Exercise 1>
From the Snyder interview excerpt on Putin, list the things that Snyder says Russia specifically used in its 2016 campaign.
Exercise 2>
Write the next part of the Snyder interview excerpt on Putin, picking up after its final sentence.

On Vladimir Putin’s drive to destabilize democracies:

Snyder: If you are Mr. Putin, you are at the head of an oligarchical clan. You're a very rich man surrounded by a few other rich friends, and the way you govern the country without the rule of law means no one can really expect social advancement. Things are basically static. How do you, then, govern from that position? This is a really interesting general question ... The Russians have found a solution: you govern by spectacle. The spectacle is an innocent "us" governed by a decadent and corrupt "them." What Mr. Putin must tell his people is that this condition in Russia — [with] no rule of law, ever-present corruption — that's normal. Europe is like that, America is like that. The interesting thing about Russian propaganda is that it doesn't say Russia's great, it says that every place is equally corrupt. Therefore, you should love your own corruption. [Putin's] interest in destabilization is to make America and make Europe more like Russia. When they look out at us they see our weaknesses, the things we sometimes try to deny to ourselves, and they try to expand those weaknesses to make them into what is the main truth about us.

What they want Russians to believe is that this is normal, this is nature, it's always true that the people with the money have all the power and they get to lie to you. That's just the way it's always been. The idea you could have another kind of regime, where law actually worked, where people could say what they wanted, is intolerable. Hence protest in Ukraine can't be accepted, hence the existence of the European Union is a bad thing, hence the United States is a bad thing.

How Putin exploited weaknesses in American democracy in 2016:

Snyder: This is what I think of as the dark globalization. If you're in the politics of inevitability, you're thinking America is a democracy, we're great, we're normal, and what globalization is going to mean is everyone else becoming like us. But in fact, we've become less of a democracy in the last 10 or 20 years thanks to massive wealth inequality and thanks to practices like gerrymandering, and the rest of the world does not look at us and say, 'Oh, we're a perfect model.'

Some people, like for example those in the Kremlin, look at us and say those practices and those tendencies are vulnerabilities which we can exploit. Russia is like a bad doctor who diagnoses you and then tries to make your diseases worse. But [Putin's] diagnosis is correct. Things like our racial problems, our wealth inequality, and gerrymandering, are all things Russia specifically uses in its campaign in 2016. What they're trying to do is spin the ways we're not democratic even further.

Data to examine>
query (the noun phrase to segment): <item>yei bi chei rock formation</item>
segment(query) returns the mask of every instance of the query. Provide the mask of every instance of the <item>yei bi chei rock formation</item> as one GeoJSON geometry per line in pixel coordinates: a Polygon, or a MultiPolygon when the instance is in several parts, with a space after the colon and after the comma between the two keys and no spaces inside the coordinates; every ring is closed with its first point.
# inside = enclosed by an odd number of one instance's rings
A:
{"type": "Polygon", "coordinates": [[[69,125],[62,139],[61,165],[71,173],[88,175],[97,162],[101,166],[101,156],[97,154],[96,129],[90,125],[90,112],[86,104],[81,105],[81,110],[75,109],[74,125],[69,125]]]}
---
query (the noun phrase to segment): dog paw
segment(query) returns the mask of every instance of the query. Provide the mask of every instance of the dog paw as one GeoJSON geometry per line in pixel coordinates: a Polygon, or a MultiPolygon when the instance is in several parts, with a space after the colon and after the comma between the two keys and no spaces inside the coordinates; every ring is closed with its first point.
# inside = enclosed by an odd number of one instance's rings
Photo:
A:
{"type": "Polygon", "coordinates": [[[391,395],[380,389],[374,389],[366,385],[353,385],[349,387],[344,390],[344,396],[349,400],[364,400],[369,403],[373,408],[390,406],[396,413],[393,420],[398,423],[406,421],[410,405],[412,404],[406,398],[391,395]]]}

Your response 1>
- Racial problems
- Wealth inequality
- Gerrymandering

Your response 2>
On the role of income inequality in destabilizing democracy:

Snyder: I'm a historian, and I deeply, sincerely believe you cannot have democracy without history. When you don't have something in the past or some point of comparison, you forget the things you need to know, and new things then become normal immediately, if you don't have history. If we don't have history, we can forget that the period from the 1940s to about 1980 was actually a period of closing the gap of wealth inequality — that the gap between the top 1 percent and the bottom 90 percent closed in the United States for four decades, thanks to the welfare state, and thanks to unions, [and] thanks to other things too. That wealth would be concentrated in the hands of not the top 1 percent, but really the top .01 percent, that's new. That's just the last 25 years. It's also reversible. That's the first thing, there's a context.

... When you get a shock, when you feel like you're disabled, when you no longer think government can change the future, that's the "politics of eternity." You're not thinking: how could we all do better thanks to sensible policy in America? You're thinking: who's the enemy? Whose fault is this? How can I feel good today? That's what Mr. Trump brings. He brings us nostalgia for the past, plus this everyday news cycle which gets us elated or gets us outraged. If you no longer believe government can do anything for you, then you're in the politics of eternity.